— SHORT PROBLEM —
Pick out each line below that contains the string "woman", and copy those lines.

___

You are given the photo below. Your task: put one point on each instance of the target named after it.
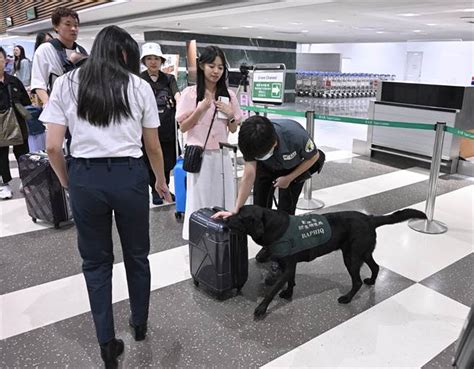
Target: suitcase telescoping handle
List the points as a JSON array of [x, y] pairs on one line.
[[234, 148]]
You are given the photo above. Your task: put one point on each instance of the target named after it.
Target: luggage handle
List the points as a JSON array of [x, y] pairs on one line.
[[229, 146], [234, 148]]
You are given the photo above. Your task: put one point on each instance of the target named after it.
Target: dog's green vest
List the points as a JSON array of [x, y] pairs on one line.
[[304, 232]]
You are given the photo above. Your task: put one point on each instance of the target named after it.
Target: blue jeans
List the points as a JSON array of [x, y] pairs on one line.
[[98, 187]]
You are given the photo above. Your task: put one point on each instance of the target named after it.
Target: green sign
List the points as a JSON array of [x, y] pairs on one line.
[[267, 90], [268, 86]]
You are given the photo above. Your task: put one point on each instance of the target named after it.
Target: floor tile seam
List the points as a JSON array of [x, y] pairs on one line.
[[424, 280], [302, 195], [182, 245], [189, 278], [379, 306]]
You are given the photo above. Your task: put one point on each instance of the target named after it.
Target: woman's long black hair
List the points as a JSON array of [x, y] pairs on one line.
[[104, 78], [18, 59], [208, 56]]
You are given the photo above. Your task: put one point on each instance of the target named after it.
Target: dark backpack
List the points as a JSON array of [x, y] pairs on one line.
[[65, 62], [167, 110]]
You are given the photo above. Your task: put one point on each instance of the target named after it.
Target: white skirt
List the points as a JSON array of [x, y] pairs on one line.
[[206, 188]]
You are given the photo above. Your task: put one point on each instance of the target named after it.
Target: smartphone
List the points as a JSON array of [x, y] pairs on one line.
[[220, 114]]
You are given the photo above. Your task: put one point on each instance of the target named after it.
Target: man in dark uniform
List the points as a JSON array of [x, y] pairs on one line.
[[10, 84], [278, 154], [166, 92]]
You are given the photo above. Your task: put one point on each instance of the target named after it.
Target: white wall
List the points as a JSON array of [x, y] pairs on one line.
[[450, 62]]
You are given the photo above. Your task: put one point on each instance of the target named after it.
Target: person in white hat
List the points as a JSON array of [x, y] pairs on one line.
[[166, 92]]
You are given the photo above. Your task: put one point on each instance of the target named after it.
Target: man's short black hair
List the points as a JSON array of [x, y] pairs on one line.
[[62, 12], [256, 137]]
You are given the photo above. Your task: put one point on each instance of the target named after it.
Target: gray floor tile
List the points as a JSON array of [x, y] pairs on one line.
[[42, 256], [455, 281], [190, 329]]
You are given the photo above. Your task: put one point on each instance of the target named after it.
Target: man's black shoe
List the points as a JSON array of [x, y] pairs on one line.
[[110, 351], [138, 330]]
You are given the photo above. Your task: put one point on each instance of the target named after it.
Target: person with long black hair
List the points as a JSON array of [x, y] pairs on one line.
[[11, 90], [21, 66], [198, 109], [108, 108]]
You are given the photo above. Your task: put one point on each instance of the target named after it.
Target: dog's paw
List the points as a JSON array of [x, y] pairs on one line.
[[369, 281], [344, 299], [270, 280], [260, 311], [286, 294]]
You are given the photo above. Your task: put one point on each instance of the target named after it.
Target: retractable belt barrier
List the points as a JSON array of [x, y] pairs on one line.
[[429, 225]]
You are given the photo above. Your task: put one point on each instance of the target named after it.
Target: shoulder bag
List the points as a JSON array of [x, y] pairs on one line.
[[193, 153], [10, 132]]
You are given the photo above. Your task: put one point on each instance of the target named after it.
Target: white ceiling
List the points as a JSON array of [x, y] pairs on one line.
[[303, 21]]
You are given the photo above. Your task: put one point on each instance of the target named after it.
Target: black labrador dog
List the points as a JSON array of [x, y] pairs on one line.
[[351, 231]]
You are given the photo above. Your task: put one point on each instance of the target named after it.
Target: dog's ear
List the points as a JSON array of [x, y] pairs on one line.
[[254, 226], [235, 224]]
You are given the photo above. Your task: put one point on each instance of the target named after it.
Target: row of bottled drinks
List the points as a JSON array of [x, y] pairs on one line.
[[356, 107], [338, 85]]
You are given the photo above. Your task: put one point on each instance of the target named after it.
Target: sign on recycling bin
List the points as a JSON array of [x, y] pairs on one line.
[[268, 86]]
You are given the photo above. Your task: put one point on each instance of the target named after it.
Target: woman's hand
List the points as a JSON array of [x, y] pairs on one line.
[[225, 108], [163, 191], [204, 105]]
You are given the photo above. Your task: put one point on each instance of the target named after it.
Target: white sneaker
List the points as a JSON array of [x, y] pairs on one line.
[[5, 192]]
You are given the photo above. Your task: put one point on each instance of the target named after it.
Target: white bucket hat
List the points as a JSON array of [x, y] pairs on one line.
[[152, 48]]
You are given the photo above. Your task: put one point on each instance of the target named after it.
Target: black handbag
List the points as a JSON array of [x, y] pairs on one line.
[[193, 153]]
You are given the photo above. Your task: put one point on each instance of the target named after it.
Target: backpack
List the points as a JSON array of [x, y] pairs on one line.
[[167, 110], [65, 62]]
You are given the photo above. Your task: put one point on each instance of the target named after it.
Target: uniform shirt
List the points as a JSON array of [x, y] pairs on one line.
[[19, 95], [45, 62], [197, 134], [116, 140], [294, 145]]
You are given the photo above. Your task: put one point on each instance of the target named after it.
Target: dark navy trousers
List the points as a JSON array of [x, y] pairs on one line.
[[100, 188]]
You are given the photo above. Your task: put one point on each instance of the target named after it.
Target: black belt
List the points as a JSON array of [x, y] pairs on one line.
[[123, 159]]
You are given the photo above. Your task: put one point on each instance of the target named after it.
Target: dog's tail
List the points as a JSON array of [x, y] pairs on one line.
[[397, 217]]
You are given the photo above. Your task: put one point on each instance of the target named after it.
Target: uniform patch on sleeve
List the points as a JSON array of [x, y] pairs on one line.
[[309, 146]]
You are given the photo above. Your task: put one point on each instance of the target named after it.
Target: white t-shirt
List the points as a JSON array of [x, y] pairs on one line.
[[116, 140], [45, 62]]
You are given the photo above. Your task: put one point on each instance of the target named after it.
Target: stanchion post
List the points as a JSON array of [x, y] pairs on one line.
[[430, 225], [307, 202]]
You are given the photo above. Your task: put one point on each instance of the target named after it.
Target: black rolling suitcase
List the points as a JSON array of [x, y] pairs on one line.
[[218, 257], [45, 197]]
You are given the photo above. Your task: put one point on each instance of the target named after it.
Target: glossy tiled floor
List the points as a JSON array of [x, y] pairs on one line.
[[409, 319]]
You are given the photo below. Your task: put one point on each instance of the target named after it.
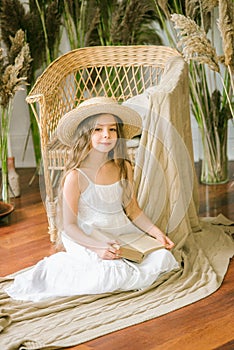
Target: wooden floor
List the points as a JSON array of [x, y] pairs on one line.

___

— EXERCISE OUTPUT —
Target: woman's long black hair
Target: woman's hand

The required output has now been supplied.